_Exercise goal_.
Answer these questions from the Northern Development text below.
(a) What special division will be established, and within which department?
(b) What has the Water Resources Council taken for its first task?
(c) What body is proposed to examine the Northern freight problem and report to the Government?

_Text section_.
• • • •

To this end we will establish a special Northern Division of the Department of National Development. I should add two observations. One is that private enterprise has a major part to play in Northern Development, has already done a great deal and needs encouragement. The other is that we learn that the Premiers of Quensland and Western Australia are preparing proposals for presentation to us. When we receive them, they will be studied sympathetically. But clearly this cannot be done effectively in the middle of an election campaign.

There are two special problems.

The first is Water Storage and use. The second is the matter of freights; the cost of transport of materials and plant to the North is one of the greatest burdens upon Northern Development by Governments and citizens alike.

The Water Resources Council, which in our 1961 Policy Speech we undertook to establish, is now functioning and has taken for its first task the measurement and assessment of Australia’s water resources. We will support the Council vigorously, financially and otherwise. The information gathered will be of particular significance for Northern Development. We have, in such cases as the Chowilla Dam and the Blowering Dam, and flood mitigation works on the Northern Rivers of New South Wales, shown a readiness to support thoroughly-examined and prepared State proposals. The work of the Water Resources Council should assist greatly in discovering and evaluating the possibilities of water schemes in the North of Australia.

When we consider the great increases, and sometimes multiplication of costs in the Northern Territory, the North of Western Australia, and parts of the North of Queensland caused by the costs of transportation, we see that we have here a practical problem of great magnitude.

Before anybody offers to say how this Northern freight problem should be tackled, it is necessary to have a thorough and authoritative examination of the facts, and the feasibility of various methods of dealing with the problems disclosed.

We propose to establish a competent Committee of Investigation to conduct this examination and report to the Government.

• • • •

_Record extracts_.
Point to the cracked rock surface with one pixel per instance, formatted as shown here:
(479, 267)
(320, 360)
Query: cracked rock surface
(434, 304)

• • • •

_Response box_.
(a) A special Northern Division of the Department of National Development.
(b) The measurement and assessment of Australia's water resources.
(c) A competent Committee of Investigation.